#### [Datos de la tarea]

-.-.-

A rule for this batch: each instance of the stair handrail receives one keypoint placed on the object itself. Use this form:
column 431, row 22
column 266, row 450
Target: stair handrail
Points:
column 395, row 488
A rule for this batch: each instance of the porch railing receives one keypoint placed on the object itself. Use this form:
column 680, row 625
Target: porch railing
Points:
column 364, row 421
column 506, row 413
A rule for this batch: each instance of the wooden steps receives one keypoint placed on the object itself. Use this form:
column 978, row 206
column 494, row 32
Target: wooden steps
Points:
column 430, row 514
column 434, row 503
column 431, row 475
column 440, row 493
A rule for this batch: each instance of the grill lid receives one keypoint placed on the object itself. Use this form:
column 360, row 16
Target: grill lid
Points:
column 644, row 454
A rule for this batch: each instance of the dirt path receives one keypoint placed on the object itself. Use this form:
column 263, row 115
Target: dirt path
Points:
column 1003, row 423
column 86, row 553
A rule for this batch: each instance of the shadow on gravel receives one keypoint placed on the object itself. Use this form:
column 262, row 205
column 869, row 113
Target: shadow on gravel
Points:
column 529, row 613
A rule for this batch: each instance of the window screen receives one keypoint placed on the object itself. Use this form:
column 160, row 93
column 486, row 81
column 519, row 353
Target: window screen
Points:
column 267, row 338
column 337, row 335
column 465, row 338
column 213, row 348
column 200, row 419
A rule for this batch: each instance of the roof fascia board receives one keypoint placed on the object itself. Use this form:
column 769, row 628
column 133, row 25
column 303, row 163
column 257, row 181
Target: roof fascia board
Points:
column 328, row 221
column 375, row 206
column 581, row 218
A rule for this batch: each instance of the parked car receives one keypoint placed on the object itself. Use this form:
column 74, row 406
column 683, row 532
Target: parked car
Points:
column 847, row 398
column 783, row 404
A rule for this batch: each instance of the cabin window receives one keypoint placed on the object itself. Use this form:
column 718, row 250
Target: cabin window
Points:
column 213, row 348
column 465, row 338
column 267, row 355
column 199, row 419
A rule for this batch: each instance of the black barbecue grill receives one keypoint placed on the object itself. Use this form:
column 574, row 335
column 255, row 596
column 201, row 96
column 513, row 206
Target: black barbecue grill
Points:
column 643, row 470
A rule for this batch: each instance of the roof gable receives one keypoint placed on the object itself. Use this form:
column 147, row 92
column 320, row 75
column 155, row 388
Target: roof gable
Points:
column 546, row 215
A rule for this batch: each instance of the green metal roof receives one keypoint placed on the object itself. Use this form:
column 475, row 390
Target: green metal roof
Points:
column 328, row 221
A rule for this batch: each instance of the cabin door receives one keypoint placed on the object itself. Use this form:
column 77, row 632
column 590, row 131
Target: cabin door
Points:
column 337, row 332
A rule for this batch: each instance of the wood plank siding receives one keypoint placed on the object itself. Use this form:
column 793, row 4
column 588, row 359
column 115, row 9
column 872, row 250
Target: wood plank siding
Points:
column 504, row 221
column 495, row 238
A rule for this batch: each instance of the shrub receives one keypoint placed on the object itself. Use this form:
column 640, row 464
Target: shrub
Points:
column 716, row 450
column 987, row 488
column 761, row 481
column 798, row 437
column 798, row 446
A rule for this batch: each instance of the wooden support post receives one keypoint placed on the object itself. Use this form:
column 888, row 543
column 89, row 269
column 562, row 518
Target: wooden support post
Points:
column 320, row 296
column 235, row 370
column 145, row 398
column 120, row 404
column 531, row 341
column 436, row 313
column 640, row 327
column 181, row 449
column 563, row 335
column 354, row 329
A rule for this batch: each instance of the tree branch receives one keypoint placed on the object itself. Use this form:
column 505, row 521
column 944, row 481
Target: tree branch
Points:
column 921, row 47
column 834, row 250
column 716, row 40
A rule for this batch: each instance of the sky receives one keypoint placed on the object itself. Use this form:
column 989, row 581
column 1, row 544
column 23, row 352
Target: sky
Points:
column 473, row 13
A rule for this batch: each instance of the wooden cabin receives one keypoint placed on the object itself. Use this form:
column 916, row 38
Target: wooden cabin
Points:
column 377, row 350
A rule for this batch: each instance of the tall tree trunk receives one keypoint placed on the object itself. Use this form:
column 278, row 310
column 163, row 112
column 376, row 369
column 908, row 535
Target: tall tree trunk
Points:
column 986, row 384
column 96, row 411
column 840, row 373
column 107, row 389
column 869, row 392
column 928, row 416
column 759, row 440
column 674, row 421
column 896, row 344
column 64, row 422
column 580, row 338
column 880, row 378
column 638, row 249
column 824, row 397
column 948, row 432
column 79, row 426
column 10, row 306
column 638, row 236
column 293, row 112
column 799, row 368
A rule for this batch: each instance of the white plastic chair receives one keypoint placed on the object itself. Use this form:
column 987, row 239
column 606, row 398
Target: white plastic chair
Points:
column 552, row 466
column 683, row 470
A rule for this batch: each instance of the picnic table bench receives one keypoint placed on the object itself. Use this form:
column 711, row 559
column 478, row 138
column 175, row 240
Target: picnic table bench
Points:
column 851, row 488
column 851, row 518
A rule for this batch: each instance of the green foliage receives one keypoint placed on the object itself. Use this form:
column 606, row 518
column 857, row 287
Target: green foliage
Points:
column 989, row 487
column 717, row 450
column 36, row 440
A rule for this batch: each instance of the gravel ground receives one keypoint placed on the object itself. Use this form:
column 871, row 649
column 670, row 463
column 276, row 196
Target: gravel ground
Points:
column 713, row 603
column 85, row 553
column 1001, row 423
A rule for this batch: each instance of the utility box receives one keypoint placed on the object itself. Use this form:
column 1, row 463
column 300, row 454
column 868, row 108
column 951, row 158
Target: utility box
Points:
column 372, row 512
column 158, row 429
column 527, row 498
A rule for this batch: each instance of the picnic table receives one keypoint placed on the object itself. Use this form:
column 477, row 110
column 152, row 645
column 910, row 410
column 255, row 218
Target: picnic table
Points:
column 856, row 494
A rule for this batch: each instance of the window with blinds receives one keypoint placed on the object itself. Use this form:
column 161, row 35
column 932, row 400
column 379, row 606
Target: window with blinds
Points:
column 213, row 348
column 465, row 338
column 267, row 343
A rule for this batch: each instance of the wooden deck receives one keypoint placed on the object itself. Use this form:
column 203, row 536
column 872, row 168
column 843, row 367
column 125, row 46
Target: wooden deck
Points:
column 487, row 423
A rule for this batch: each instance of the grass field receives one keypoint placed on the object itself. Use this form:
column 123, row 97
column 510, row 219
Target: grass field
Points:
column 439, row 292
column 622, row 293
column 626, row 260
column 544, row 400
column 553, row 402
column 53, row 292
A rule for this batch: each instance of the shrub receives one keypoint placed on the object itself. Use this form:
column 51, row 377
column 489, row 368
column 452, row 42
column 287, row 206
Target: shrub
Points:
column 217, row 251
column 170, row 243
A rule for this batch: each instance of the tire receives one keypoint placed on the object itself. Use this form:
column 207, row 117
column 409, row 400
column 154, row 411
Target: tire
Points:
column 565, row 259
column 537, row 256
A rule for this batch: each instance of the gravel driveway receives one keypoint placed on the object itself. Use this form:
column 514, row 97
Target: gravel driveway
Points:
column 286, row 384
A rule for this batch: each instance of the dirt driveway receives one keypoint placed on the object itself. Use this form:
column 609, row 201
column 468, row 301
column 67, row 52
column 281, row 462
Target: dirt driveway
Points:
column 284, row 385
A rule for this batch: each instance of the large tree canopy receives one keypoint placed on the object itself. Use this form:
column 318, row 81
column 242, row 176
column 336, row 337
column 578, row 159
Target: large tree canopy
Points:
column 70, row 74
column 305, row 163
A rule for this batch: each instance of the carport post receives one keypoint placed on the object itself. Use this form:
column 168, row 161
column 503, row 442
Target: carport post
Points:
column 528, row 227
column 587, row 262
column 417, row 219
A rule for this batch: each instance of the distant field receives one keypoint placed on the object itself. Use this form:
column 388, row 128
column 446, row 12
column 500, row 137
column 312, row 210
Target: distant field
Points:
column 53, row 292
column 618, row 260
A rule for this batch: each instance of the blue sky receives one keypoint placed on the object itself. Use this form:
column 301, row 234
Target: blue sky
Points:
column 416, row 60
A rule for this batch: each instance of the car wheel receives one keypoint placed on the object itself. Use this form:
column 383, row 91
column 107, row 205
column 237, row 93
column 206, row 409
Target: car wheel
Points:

-.-.-

Copie sin ningún cambio todas las líneas, desde la que contiene "picnic table receives" hasta la que contiene "column 487, row 423", ambas incluidas.

A rule for this batch: each instance of the picnic table receives one keypoint placed on the object itself. Use this form:
column 477, row 110
column 152, row 645
column 910, row 410
column 255, row 218
Target: picnic table
Points:
column 856, row 494
A rule for this batch: each instance of the window with blinds receives one keypoint placed on the object itself. Use this form:
column 161, row 35
column 932, row 400
column 379, row 606
Target: window with blinds
Points:
column 213, row 348
column 465, row 338
column 267, row 343
A rule for this batch: each instance of the wooden deck receives one keypoint placed on the object itself. Use this form:
column 203, row 536
column 872, row 168
column 843, row 367
column 125, row 46
Target: wooden deck
Points:
column 487, row 423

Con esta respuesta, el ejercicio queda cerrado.